======== READING TEXT ========
Without multipath TCP, you have to drop and restart each connection, which in some applications can cause hiccups, latency, or even complete loss of state.

Of course, all of this depends on server-side MPTCP support as well, which most systems don't ship with out of the box.

3 comments

Right. What I'm saying is that, by keeping alive both path, you need to use some traffic. Although when there's WiFi available, you are primarily using WiFi, there are traffic going through cellular network in order to keep the path alive.
would be really cool if slower / more expensive connections could ultimately be drained, and the whole data transfer just switches over to a single more faster connection.

edit-1: note that this is not the same as subflow 'deletion' that would happen if an access mechanism was not available at all.
======== LISTED RECORDS ========
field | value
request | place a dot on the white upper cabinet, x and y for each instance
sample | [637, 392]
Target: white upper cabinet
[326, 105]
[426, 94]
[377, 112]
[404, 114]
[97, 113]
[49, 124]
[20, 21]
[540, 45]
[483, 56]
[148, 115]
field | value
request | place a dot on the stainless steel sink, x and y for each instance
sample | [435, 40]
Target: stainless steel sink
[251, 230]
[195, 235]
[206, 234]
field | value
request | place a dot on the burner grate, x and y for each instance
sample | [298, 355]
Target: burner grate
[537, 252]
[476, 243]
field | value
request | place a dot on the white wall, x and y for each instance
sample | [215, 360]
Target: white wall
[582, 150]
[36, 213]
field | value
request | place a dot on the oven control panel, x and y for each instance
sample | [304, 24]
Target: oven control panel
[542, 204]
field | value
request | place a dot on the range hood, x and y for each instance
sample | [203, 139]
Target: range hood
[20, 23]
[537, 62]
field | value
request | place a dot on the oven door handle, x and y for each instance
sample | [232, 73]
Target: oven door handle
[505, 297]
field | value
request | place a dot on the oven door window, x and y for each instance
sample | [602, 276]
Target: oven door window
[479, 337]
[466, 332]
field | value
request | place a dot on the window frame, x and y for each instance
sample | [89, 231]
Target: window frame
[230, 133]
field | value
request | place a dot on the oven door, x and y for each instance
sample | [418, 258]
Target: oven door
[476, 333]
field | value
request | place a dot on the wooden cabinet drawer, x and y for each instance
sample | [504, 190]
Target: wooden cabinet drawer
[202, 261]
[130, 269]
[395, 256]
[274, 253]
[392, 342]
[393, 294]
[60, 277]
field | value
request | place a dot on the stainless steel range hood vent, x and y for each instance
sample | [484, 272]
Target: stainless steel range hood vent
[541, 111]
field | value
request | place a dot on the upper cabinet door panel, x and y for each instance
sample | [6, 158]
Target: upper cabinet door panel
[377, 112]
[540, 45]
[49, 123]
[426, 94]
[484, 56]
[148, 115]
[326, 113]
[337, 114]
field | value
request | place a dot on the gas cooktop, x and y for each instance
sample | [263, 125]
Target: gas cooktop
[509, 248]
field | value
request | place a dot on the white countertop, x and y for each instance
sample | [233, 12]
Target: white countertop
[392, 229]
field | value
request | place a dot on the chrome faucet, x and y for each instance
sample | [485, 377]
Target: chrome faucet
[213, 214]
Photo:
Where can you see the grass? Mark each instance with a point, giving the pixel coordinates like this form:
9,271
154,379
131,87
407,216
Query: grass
========
======== LISTED RECORDS ========
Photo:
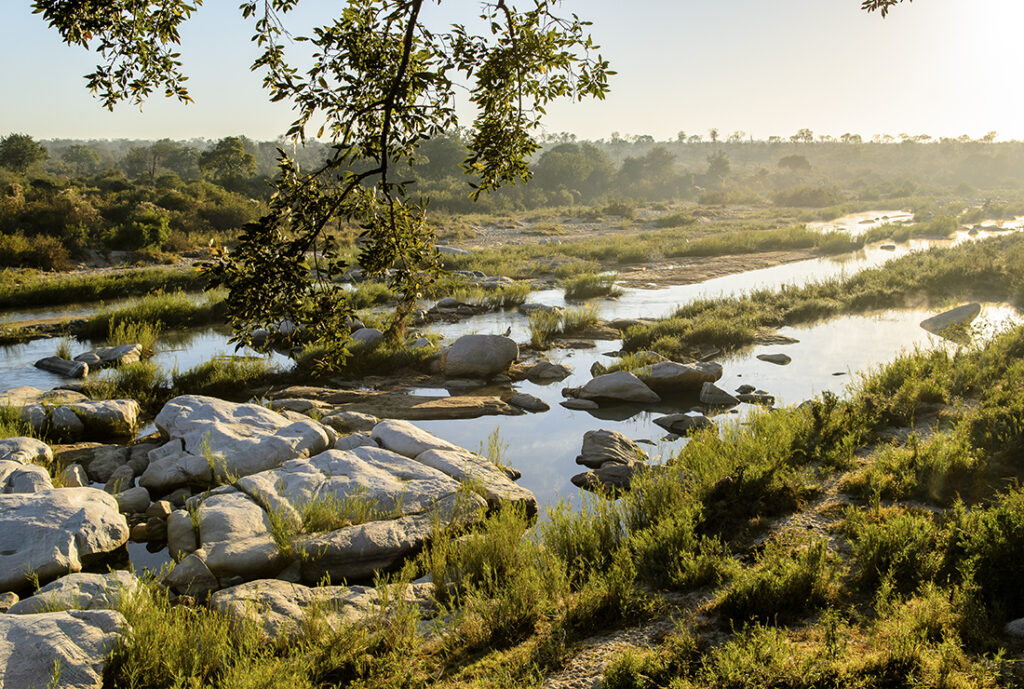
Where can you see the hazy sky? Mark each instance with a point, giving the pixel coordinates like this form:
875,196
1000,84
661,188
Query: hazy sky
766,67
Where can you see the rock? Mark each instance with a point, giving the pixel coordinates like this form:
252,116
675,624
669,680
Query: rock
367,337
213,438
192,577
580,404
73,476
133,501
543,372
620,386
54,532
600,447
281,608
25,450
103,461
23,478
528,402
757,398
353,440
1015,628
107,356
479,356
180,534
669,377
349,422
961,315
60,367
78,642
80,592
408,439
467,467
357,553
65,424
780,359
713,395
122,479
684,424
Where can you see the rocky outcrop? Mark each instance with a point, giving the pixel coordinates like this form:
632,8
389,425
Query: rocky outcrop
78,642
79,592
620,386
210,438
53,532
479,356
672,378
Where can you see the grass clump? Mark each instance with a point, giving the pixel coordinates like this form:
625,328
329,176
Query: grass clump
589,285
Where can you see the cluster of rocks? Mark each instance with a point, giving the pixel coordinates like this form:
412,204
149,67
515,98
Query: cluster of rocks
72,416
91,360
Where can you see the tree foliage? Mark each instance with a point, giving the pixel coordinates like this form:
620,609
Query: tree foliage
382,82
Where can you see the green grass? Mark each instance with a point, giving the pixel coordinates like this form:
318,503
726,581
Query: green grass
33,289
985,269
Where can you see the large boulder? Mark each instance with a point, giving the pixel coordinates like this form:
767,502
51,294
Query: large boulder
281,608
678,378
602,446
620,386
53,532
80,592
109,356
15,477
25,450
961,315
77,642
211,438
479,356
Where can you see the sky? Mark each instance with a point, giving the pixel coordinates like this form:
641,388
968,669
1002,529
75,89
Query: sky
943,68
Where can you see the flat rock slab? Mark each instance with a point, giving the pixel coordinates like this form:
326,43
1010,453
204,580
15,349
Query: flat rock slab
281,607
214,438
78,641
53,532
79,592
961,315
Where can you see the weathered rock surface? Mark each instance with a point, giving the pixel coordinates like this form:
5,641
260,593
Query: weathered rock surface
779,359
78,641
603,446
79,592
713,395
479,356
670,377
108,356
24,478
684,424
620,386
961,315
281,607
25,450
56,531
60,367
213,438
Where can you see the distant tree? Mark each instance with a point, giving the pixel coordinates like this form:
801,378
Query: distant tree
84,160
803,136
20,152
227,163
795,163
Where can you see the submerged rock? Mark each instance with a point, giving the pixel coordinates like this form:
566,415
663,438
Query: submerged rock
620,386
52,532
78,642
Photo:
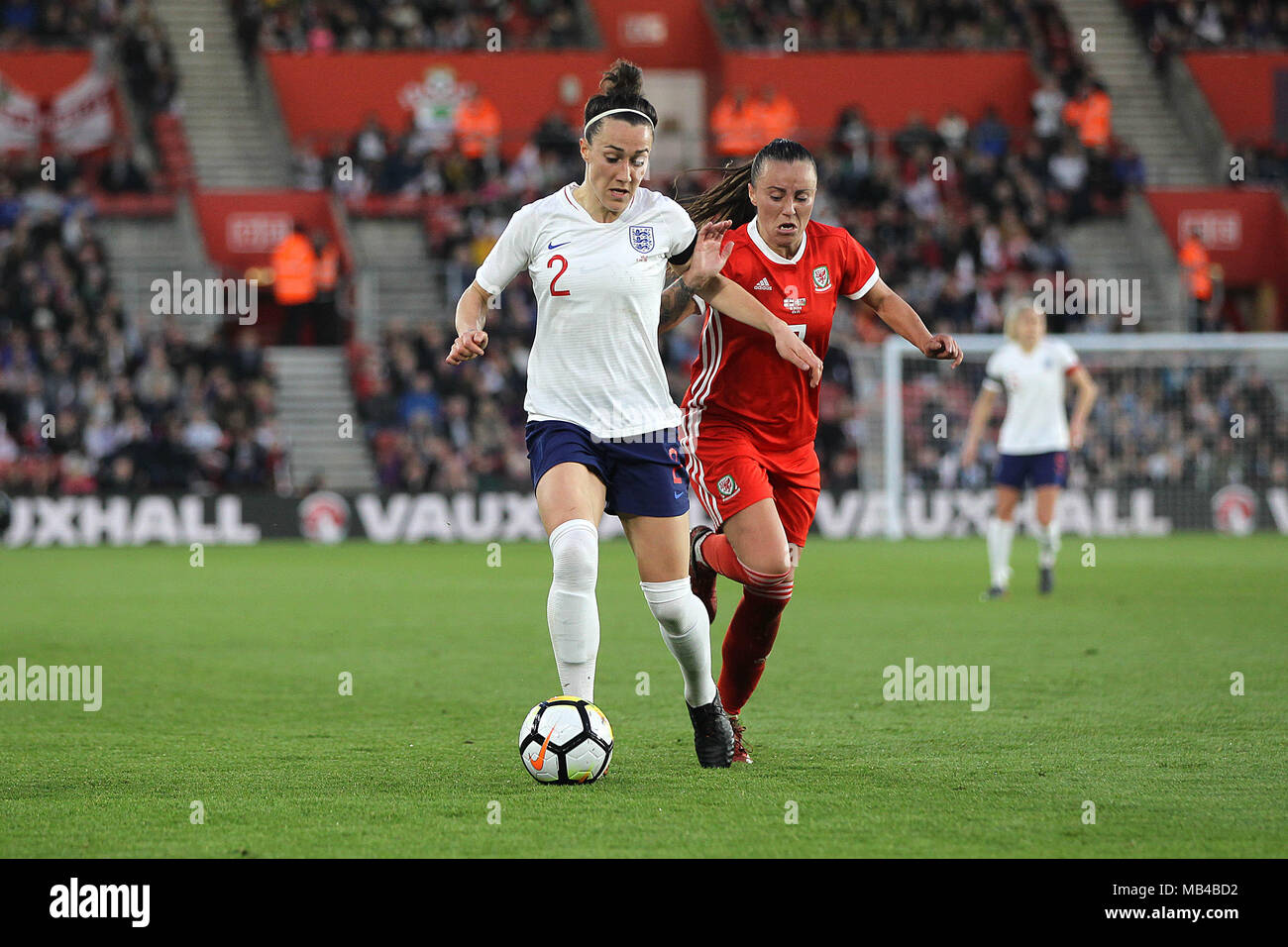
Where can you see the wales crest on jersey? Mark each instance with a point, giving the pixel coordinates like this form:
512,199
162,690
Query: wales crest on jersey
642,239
========
======== LISTED RECORDS ========
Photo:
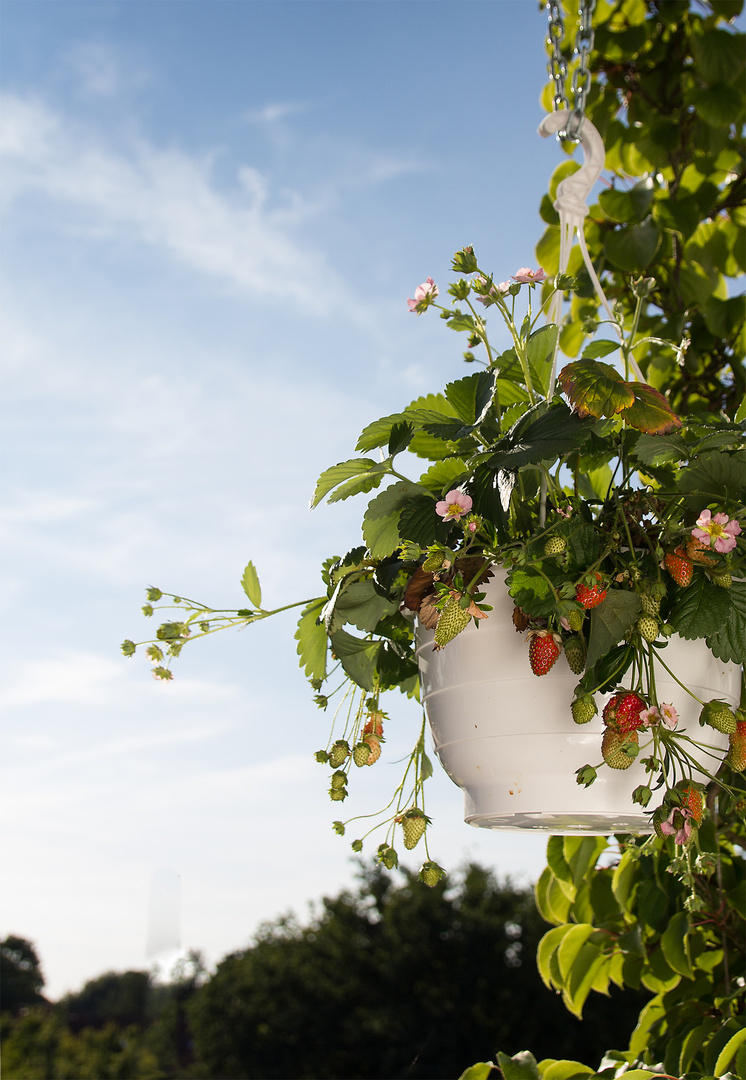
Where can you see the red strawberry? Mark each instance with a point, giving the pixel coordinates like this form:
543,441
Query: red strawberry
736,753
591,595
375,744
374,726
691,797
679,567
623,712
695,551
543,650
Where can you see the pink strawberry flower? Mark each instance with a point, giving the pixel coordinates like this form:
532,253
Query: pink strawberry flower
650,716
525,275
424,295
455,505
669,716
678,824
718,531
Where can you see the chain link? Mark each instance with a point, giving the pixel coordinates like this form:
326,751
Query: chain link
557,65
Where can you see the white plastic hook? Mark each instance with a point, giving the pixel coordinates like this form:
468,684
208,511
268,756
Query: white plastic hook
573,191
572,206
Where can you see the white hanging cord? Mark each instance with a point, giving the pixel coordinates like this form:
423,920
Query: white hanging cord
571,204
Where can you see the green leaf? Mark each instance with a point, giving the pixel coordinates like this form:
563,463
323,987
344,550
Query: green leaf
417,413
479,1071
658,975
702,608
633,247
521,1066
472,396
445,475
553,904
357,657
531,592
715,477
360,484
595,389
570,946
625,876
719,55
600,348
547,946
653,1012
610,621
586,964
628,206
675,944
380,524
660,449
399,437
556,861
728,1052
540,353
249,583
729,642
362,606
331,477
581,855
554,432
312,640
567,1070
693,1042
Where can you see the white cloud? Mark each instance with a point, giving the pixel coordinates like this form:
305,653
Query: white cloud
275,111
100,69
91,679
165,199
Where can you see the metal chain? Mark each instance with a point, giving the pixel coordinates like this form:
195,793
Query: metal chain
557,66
========
● **THE TASKS**:
1. Pick out every line of the listing that contains the word "strawberry".
2. Keep writing the multipath TCP discussion, starting right after its last sentence.
The multipath TCP text has no connection to the listing.

● **SOLVED TASKS**:
1.
Where can you see the red strawberry? Mark each instance with a point, giving the pixel coordinates like this form:
Query: red strawberry
Where can you see the pink strawberry flower? Mark each instance with a point, giving the pixel coordinates like this form:
Query: pink strawberry flower

2.
edit-2: section-3.4 of the mptcp paper indicates that FIN has a more limited 'no more data on this subflow' semantics. so, in theory it should be possible to do just that. would be so much better to not go the ANDSF route at all ;)

Hey! I didn't go into that deep! So if FIN is used in a subflow, does it terminate that path? Is it possible to wake this path up again?
the shorter answer first: i don't think there is any possibility of resurrecting a subflow once it is gone.

longer one: with mptcp, there needs to be some way to distinguish connection-teardown vs subflow-teardown. with, RST the subflow is terminated. FIN is more subtle (since it occupies the sequence space in normal tcp) however. FIN is handled via an explicit DATA-FIN within TCP option to indicate the end of data-sequence-space (which maps subflow sequence numbers to data sequence numbers in TCP options). gracefully terminating a connection, thus involves sending DATA-FIN on all subflows together with a FIN.

> to the faster, cheaper, more reliable WiFi

This is far from universally true and a wonderful illustration of why multipath is great: I frequently see wifi where the back link is down or behind a payment gateway, requiring me to turn off wifi to get a reliable connection. This is sadly common at conferences where the venue skimped on AP placement and left entire rooms at max range or with inadequate backhaul.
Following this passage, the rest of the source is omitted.